(Quickly) Delete records from a table, with condition

  • Hello all,

    I'm supporting a database that I inherited so now having to handle some issues that are now arising.  In particular, I have a stored proc which just started giving me fits. This proc builds a temp table with a bunch of records within a date range, then deletes records within that same date range from a physical table (Table A), then inserts the records from the temp table into that physical table -- essentially providing new updated data in that physical table.

    The sp is now hanging on the DELETE FROM TABLE A WHERE DATE BETWEEN X AND X.

    I don't know if there's a better way to delete and insert a large number of records but was reading something about a variation, using a derived table like so:

    delete t1

    from (select top (10000) *

            from t1 order by a) t1

    I was going to rearrange my DELETE statement to something like:


    DELETE TABLE A
    FROM
       (SELECT *
        FROM TABLE A
       WHERE DATE BETWEEN X AND X)

    But the syntax looked a little odd to me.  Mind you, there's no primary key on TABLE A so I can't do a DELETE FROM TABLE A WHERE ID IN (SELECT ID FROM #TEMPTABLE)

    Any thoughts out there on the best way to handle this?

    (BTW, after the delete is a pretty typical insert statement:  INSERT TABLE A (col1, col2...) SELECT X, Y, Z FROM #TEMPTABLE)

    Any help would be greatly appreciated!
    Thanks

  • Tacy,

    Assuming you are not in a position to add a PK I would suggest adding an Index on your Date Field and depending how "wide" you data is to cover the rest of the table in the include.

    Regards,
    Matt

  • Thanks, Matt.  But I'm not sure I'm following.  There is an index on the date column. (Non Unique, Non Clustered).  I'm looking to delete everything in the physical table in that date range. 
    What exactly are you suggesting?

  • Can you give us an idea how many rows are in the table and how many, typically, are in one deletion batch?

    The absence of evidence is not evidence of absence
    - Martin Rees
    The absence of consumable DDL, sample data and desired results is, however, evidence of the absence of my response
    - Phil Parkin

  • There are around 1.5 million rows in the physical table.  I'm trying to delete around 70K-100K rows on the delete statement.

  • Wild idea:
    Why don't you simply update the table instead of deleting and re-inserting?

    Luis C.
    General Disclaimer:
    Are you seriously taking the advice and code from someone from the internet without testing it? Do you at least understand it? Or can it easily kill your server?

    How to post data/code on a forum to get the best help: Option 1 / Option 2
  • An update is not an option here. 

    Any other ideas?  I'm getting desperate....

  • tacy.highland - Friday, May 5, 2017 2:20 PM

    An update is not an option here.

* **DATA ROWS**
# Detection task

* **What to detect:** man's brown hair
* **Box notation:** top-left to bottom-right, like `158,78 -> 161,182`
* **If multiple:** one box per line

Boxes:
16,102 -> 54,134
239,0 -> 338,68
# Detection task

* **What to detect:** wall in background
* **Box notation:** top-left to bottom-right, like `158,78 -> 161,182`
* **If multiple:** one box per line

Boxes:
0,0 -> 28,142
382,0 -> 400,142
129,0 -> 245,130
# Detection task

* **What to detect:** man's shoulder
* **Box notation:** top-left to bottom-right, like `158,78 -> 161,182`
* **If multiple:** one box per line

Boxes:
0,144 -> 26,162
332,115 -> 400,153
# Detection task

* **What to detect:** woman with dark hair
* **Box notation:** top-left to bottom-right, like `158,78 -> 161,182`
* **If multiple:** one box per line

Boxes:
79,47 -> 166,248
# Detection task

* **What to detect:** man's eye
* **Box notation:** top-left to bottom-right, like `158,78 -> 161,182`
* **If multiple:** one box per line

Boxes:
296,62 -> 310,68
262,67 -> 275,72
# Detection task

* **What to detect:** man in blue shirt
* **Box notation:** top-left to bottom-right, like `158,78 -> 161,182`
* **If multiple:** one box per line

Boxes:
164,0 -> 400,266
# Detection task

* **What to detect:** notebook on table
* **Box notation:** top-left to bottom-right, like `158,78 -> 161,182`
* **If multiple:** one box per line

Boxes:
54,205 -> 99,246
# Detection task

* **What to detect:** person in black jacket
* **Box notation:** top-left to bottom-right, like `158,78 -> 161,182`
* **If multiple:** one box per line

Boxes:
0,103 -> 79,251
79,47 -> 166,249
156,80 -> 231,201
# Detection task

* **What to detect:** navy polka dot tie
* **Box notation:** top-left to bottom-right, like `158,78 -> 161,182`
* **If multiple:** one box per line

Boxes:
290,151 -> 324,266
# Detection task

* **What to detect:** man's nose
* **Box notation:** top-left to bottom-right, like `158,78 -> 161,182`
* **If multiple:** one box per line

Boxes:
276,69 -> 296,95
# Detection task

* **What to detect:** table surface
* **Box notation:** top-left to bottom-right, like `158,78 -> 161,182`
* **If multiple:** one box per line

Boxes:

* **TASK TO COMPLETE**
Can you extract the portion of the forum thread on deleting table records that runs from "I'm supporting a" up to and including "BETWEEN X AND X."?

* **THE ANSWER**
I'm supporting a database that I inherited so now having to handle some issues that are now arising.  In particular, I have a stored proc which just started giving me fits. This proc builds a temp table with a bunch of records within a date range, then deletes records within that same date range from a physical table (Table A), then inserts the records from the temp table into that physical table -- essentially providing new updated data in that physical table.

    The sp is now hanging on the DELETE FROM TABLE A WHERE DATE BETWEEN X AND X.